ABD Türkiye'de Savaş Suçu İşledi

“15 Temmuz'da ABD desteğiyle gerçekleştirildiği sıkça dile getirilen saldırılar, iç hukuku ilgilendirdiği gibi konunun ayrıca uluslararası hukuk ve savaş hukuku açısından da değerlendirilmesi gerekmektedir.”

“15 Temmuz'da ABD desteğiyle gerçekleştirildiği sıkça dile getirilen saldırılar, iç hukuku ilgilendirdiği gibi konunun ayrıca uluslararası hukuk ve savaş hukuku açısından da değerlendirilmesi gerekmektedir. Zira diplomatik dille açıkça ifade edilmese de darbenin arkasında ABD'nin yer aldığı hususu toplumun tüm kesimleri tarafından kabul edilmektedir.”

Arkadaşımız Bilal Koldaş’ın Zaman gazetesinde yayınlanan makalesi:

DARBE TEŞEBBÜSÜNÜN ULUSLARARASI HUKUK VE İNSANCIL HUKUK (SAVAŞ HUKUKU) AÇISINDAN DEĞERLENDİRİLMESİ

AV. BİLAL KOLDAŞ (ULUSLARARASI HUKUKÇULAR BİRLİĞİ ÜYESİ) / ZAMAN

15 Temmuz'da gerçekleştirilen darbe teşebbüsü kapsamında TBMM tarihinde ilk defa bir saldırının hedefi oldu. TBMM yanında ayrıca İçişleri Bakanlığına bağlı Özel Harekât Daire Başkanlığı, bazı polis merkezleri ve sair kamu kurumları doğrudan bir saldırının hedefi olduğu gibi çok sayıda polis ve sivil de hedef gözetilerek açılan ateş sonucunda veya değişik şekillerde hayatını kaybetti.

**Verilen Görev A**
Lütfen makalenin son paragrafında doğrudan saldırının hedefi olduğu belirtilen kurum ve yerlerin hepsini sıralayın.
**Verilen Görev B**
Makaleye göre şu soruları cevaplayın:
(i) Makale hangi gazetede yayımlanmıştır?
(ii) Yazar hangi birliğin üyesidir?
(iii) Özel Harekât Daire Başkanlığı hangi bakanlığa bağlıdır?
Girdilerin bu çalışmada hiçbir rolü yoktur.

**Sağlanan Malzeme**
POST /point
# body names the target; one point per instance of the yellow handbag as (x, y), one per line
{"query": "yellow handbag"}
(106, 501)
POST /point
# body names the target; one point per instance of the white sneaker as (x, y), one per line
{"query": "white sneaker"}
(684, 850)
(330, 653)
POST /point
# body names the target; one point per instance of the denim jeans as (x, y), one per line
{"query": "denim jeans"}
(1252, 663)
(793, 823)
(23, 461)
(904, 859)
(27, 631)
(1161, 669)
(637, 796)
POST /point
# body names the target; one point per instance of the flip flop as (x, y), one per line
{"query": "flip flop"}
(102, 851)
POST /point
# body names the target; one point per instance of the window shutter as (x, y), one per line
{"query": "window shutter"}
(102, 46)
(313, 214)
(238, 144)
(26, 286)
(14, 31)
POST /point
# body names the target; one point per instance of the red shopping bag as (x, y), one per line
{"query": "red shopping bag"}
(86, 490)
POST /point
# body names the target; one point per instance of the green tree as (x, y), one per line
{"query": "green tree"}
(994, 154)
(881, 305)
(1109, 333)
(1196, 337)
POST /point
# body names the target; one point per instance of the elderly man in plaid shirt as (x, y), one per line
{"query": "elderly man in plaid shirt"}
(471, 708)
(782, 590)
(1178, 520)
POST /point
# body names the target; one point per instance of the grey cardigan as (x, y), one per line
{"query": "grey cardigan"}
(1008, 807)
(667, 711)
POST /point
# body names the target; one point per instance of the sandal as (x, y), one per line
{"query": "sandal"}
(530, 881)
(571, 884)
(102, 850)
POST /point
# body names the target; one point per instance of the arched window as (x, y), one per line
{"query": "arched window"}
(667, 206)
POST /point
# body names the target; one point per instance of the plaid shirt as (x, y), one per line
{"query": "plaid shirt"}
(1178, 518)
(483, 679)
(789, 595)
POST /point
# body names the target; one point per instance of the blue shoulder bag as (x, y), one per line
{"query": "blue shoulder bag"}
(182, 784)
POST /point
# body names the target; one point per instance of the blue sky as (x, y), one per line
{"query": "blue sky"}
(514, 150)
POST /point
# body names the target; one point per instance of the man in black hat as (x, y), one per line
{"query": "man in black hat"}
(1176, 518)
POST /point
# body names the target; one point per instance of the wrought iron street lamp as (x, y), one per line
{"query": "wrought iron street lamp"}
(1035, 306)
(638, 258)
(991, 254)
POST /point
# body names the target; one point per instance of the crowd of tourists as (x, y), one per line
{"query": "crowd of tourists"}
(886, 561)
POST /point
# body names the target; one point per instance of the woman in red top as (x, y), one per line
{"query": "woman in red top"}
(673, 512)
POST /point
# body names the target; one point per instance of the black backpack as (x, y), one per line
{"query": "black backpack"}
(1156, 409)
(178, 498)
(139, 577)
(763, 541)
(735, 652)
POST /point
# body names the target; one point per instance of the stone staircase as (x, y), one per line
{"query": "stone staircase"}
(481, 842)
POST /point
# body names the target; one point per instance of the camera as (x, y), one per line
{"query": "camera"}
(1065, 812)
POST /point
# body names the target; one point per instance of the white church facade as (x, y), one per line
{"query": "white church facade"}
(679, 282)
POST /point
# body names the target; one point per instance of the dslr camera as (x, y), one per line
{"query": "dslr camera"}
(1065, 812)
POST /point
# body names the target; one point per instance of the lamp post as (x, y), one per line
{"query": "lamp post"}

**Eksiksiz Cevap A**
- TBMM
- İçişleri Bakanlığına bağlı Özel Harekât Daire Başkanlığı
- bazı polis merkezleri
- sair kamu kurumları

**Eksiksiz Cevap B**
(i) Zaman gazetesinde.
(ii) Uluslararası Hukukçular Birliğinin.
(iii) İçişleri Bakanlığına.